── DATA PROVIDED ──

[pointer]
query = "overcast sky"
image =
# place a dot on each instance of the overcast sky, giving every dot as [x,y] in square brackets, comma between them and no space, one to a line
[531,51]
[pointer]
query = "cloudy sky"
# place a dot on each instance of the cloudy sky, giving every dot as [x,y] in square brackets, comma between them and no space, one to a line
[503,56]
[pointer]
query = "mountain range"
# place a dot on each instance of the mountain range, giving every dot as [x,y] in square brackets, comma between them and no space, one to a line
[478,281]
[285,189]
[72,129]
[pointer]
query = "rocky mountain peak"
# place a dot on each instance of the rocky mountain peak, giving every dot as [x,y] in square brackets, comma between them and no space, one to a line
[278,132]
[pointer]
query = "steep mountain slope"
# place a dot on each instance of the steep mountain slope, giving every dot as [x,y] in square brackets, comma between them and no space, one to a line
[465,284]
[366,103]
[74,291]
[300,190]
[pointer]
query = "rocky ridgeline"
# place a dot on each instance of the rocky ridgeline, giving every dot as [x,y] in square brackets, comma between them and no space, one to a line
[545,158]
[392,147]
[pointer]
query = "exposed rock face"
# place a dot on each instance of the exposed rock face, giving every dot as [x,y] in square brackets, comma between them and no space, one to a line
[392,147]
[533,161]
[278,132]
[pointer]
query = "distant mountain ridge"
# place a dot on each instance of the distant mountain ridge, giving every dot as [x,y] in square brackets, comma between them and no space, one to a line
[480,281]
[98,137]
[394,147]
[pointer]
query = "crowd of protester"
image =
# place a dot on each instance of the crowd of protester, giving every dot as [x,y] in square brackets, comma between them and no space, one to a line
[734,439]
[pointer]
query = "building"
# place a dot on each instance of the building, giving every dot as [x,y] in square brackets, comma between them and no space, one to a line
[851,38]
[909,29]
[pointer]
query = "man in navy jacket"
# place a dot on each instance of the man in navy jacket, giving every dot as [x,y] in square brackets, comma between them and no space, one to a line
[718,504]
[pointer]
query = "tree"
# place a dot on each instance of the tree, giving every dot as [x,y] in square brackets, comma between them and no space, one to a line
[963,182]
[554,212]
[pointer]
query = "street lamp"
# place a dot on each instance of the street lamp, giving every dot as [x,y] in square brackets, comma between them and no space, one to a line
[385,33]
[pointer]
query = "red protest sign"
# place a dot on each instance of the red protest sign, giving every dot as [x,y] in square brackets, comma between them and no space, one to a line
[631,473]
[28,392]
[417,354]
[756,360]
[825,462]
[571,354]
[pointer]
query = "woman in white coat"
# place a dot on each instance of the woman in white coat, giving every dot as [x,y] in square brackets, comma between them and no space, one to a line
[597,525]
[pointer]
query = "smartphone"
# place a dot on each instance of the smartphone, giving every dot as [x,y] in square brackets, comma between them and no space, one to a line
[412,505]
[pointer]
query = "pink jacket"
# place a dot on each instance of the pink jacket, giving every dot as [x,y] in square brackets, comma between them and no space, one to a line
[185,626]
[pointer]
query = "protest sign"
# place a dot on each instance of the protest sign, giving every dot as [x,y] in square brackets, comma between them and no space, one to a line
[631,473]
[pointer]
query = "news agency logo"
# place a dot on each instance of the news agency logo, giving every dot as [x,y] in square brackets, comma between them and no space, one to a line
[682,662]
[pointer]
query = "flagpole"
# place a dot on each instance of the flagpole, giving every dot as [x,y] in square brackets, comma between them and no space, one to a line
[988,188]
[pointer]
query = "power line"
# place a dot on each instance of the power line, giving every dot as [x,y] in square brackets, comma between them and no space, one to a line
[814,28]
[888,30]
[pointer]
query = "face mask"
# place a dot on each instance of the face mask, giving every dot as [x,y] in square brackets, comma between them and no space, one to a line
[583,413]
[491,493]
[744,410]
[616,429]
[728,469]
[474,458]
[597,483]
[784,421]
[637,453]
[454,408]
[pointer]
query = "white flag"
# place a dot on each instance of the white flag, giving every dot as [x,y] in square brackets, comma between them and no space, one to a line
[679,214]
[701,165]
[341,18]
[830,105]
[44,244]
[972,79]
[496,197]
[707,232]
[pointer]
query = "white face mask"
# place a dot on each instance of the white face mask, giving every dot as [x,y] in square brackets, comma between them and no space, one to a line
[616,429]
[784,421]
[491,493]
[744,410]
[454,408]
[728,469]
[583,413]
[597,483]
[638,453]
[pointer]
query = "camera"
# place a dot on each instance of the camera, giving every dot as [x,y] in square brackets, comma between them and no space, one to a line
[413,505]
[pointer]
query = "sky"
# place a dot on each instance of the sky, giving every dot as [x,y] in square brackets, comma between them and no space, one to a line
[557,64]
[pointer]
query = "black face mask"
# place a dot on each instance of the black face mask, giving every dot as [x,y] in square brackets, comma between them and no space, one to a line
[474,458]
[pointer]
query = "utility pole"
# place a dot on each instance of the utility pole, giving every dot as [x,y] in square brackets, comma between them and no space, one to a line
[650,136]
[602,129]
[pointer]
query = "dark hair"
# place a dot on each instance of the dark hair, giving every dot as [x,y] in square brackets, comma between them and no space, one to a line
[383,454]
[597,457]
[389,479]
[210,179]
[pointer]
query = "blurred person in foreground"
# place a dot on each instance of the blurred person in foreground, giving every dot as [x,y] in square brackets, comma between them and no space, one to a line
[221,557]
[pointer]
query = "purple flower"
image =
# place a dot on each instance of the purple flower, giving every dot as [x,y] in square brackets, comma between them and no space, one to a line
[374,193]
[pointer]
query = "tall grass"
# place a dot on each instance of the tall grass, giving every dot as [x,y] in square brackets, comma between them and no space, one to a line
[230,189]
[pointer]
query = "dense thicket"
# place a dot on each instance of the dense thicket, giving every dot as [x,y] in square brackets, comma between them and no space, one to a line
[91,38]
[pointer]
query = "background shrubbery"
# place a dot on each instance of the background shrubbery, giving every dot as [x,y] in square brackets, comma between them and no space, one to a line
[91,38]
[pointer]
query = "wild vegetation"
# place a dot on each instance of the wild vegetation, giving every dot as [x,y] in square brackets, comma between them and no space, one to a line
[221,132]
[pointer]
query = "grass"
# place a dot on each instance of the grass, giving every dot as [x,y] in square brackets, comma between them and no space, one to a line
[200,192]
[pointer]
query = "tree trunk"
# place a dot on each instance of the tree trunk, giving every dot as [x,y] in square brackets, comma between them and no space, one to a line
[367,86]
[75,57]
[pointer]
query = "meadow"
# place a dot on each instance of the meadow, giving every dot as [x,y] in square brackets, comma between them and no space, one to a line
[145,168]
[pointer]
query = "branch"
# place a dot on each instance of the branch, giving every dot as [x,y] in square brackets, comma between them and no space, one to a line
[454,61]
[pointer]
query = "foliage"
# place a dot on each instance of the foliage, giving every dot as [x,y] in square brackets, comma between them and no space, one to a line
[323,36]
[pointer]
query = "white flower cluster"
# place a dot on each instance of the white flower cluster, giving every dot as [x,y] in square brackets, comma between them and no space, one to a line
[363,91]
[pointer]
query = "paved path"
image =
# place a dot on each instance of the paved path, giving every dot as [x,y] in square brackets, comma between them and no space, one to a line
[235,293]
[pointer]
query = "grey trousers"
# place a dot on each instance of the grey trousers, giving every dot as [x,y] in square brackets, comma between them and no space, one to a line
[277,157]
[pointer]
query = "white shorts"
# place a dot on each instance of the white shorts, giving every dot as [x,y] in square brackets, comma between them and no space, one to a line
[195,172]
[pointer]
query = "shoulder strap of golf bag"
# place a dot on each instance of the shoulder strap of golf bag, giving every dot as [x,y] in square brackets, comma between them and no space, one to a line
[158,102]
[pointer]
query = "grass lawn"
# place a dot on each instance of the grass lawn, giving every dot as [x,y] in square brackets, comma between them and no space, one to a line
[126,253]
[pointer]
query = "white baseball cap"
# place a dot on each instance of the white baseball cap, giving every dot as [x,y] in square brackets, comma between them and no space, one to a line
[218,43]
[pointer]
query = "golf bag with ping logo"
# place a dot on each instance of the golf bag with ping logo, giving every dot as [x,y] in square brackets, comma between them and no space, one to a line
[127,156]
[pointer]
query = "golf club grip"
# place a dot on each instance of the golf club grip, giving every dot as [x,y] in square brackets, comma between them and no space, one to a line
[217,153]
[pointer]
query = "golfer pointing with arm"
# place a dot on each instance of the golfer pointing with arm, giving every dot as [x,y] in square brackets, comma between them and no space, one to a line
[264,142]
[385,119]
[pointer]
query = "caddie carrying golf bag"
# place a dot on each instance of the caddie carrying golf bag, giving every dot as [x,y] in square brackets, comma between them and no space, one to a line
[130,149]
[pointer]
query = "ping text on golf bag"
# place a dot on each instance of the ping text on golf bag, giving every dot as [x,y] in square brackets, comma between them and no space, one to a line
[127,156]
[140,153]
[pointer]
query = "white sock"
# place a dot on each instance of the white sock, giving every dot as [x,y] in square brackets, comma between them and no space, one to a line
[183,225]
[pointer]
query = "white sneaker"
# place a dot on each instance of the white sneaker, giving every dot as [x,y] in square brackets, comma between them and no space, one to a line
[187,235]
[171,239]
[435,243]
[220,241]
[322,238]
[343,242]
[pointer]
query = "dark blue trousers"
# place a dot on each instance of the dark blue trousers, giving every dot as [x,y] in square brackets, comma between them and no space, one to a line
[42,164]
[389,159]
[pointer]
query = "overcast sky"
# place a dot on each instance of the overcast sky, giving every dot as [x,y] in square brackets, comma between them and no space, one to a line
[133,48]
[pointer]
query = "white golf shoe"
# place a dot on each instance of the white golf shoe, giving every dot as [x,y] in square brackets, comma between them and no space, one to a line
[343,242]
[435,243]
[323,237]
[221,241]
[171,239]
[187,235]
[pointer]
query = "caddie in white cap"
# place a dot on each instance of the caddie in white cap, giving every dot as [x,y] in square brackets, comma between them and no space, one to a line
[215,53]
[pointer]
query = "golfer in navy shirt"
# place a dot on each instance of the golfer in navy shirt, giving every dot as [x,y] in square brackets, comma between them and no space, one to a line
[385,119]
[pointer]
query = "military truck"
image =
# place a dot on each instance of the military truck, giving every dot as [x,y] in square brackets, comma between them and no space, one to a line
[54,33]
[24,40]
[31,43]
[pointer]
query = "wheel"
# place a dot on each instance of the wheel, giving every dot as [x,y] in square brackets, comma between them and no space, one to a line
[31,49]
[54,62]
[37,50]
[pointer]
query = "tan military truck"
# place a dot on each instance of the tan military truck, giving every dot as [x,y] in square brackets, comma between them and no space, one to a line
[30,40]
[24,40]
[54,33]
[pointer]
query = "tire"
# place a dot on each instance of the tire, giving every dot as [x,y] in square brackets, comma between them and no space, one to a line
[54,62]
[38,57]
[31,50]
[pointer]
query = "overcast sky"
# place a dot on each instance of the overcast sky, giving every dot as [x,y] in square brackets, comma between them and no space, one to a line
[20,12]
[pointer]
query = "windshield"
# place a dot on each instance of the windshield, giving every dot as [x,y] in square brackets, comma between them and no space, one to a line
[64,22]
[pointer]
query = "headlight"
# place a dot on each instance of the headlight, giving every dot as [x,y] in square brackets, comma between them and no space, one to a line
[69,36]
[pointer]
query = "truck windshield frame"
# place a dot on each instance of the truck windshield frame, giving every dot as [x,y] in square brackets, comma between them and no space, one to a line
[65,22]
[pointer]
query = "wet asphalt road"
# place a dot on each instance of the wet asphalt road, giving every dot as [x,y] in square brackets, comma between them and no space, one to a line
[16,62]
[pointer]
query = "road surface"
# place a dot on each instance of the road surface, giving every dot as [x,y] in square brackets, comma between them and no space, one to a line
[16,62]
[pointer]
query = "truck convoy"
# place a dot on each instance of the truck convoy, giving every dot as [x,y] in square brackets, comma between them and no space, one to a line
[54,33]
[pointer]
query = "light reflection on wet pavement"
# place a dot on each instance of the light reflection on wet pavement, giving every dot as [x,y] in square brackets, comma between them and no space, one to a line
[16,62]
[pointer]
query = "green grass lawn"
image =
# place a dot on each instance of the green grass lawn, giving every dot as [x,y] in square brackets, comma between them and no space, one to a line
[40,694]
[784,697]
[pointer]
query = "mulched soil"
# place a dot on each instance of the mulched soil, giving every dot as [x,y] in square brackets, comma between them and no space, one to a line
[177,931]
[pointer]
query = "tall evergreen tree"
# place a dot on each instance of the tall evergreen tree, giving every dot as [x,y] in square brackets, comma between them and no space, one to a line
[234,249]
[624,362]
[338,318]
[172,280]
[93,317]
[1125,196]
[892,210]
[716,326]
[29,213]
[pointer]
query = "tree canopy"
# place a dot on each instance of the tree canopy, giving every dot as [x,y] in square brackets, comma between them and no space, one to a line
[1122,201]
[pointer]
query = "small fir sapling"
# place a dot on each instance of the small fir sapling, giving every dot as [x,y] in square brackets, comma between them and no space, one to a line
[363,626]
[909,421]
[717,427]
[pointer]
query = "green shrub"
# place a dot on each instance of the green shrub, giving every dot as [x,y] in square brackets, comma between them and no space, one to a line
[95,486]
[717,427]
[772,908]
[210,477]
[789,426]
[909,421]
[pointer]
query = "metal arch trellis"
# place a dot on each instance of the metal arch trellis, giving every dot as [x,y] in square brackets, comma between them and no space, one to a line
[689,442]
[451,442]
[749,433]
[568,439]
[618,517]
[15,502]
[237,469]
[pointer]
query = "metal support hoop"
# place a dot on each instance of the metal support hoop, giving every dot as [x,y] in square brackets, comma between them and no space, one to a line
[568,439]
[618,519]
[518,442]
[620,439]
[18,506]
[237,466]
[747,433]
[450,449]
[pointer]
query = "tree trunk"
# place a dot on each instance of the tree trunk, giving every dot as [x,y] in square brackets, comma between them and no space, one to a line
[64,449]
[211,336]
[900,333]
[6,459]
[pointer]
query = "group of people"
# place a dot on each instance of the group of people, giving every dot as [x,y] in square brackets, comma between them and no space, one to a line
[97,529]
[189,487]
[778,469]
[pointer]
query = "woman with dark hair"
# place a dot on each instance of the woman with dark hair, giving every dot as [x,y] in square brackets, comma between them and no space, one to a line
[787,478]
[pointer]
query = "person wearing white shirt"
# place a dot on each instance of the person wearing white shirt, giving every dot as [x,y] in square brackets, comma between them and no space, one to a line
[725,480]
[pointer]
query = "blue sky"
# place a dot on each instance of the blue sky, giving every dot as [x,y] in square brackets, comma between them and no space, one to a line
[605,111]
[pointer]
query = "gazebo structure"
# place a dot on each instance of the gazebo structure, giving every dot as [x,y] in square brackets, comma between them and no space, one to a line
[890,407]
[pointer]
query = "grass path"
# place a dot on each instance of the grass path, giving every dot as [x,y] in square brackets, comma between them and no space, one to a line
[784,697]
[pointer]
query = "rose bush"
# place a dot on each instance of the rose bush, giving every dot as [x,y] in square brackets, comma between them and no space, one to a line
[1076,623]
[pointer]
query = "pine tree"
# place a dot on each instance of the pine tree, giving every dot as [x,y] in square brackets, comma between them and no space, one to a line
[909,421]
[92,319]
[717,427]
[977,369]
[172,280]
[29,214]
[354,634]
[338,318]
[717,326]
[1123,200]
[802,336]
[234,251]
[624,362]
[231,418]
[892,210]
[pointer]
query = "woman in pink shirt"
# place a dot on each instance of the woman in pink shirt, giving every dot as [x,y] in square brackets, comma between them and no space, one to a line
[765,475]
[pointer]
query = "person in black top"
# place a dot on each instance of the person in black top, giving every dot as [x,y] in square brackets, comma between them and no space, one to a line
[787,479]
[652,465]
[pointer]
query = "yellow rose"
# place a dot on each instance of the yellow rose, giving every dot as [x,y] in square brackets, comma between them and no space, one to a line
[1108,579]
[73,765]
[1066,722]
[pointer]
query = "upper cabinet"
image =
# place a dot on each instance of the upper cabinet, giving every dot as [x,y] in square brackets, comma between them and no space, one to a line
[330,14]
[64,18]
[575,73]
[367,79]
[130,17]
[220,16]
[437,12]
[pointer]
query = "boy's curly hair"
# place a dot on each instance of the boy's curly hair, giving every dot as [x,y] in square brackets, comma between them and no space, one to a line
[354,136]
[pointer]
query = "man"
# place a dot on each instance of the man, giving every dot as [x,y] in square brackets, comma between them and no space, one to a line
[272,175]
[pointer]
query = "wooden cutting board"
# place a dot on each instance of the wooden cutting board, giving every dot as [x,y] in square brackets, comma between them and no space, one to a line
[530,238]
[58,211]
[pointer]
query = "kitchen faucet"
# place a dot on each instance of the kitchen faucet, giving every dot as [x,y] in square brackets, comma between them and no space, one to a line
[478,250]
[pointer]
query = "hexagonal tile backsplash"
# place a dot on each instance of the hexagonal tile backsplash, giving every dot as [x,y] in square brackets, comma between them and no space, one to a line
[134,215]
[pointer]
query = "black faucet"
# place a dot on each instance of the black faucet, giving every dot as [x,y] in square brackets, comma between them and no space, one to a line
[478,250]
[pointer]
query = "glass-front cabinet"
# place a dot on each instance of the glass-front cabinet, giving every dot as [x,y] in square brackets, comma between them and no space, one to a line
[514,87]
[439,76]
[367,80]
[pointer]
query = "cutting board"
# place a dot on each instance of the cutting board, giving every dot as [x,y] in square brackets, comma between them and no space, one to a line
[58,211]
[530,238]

───

Find every line in the data above that contains the word "power", and copy each of those lines in full.

| OUTPUT FOR THIS EXERCISE |
query = "power line"
# place a dot on each instance of the power line, giving every dot as [x,y] in square brackets, comma between them and no space, one to a line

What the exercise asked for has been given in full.